-- Start --
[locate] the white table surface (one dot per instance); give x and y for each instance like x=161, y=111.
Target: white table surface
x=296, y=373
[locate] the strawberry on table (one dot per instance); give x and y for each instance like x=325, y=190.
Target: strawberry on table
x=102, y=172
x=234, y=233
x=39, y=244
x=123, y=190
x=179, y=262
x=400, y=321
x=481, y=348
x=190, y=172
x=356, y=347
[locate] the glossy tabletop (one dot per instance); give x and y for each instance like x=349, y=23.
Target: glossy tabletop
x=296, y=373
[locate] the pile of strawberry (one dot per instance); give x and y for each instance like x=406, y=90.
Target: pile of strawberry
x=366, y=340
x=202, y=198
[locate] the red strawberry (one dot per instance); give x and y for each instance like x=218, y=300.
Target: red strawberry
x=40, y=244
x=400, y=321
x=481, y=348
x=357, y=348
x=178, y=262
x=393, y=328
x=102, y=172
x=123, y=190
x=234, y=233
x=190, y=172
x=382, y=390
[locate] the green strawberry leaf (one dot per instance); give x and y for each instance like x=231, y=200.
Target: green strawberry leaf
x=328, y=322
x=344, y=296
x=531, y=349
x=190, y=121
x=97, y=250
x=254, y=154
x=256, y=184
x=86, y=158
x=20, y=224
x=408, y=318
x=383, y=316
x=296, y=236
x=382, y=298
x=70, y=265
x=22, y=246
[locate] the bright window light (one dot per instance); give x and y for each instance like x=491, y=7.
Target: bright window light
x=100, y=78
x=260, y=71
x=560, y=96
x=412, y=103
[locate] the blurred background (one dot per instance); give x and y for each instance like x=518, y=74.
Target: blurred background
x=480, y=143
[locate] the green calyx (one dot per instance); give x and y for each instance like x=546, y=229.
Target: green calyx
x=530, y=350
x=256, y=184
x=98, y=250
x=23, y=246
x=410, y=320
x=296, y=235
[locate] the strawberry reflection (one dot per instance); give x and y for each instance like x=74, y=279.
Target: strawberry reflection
-- End --
> **Instructions to follow**:
Copy the lines above word for word, all the way through.

> **Solution to this exercise**:
[locate] the white table surface (one dot per instance); give x and y for each instance like x=161, y=111.
Target: white table surface
x=296, y=373
[locate] the strawberry on table (one dot per instance); give x and y for each instance like x=325, y=190.
Target: strawberry on table
x=102, y=172
x=234, y=233
x=39, y=244
x=123, y=190
x=179, y=262
x=400, y=321
x=481, y=348
x=190, y=172
x=356, y=347
[locate] the glossy tabletop (one dot per instance); give x and y for each instance like x=349, y=23.
Target: glossy tabletop
x=296, y=373
[locate] the pile of strawberry (one dot per instance); give x and y for each instance like x=406, y=90.
Target: pile of strawberry
x=366, y=340
x=202, y=198
[locate] the red strawberry (one dot per instance); give x and y for each instance like x=218, y=300.
Target: red strawberry
x=40, y=244
x=400, y=321
x=481, y=348
x=357, y=348
x=178, y=262
x=393, y=328
x=102, y=172
x=123, y=190
x=234, y=233
x=190, y=172
x=382, y=390
[locate] the green strawberry leaf (one dot per instance); give x and y for each instance like x=231, y=200.
Target: green strawberry leaf
x=328, y=322
x=344, y=296
x=531, y=349
x=190, y=121
x=97, y=250
x=254, y=154
x=256, y=184
x=86, y=158
x=20, y=224
x=408, y=318
x=383, y=316
x=296, y=236
x=382, y=298
x=70, y=265
x=22, y=246
[locate] the bright window light (one dot per instance); give x and y for each instance like x=491, y=7.
Target: bright window light
x=100, y=78
x=260, y=71
x=560, y=96
x=412, y=103
[locate] the blurred background (one dot per instance); give x and y for each instance like x=518, y=74.
Target: blurred background
x=480, y=143
[locate] the green calyx (one dot per instance); give x and y for each instance like x=546, y=229.
Target: green calyx
x=530, y=350
x=256, y=184
x=98, y=250
x=23, y=246
x=410, y=320
x=296, y=235
[locate] the strawberry reflection (one dot per instance); give x and y for each instance like x=74, y=279.
Target: strawberry reflection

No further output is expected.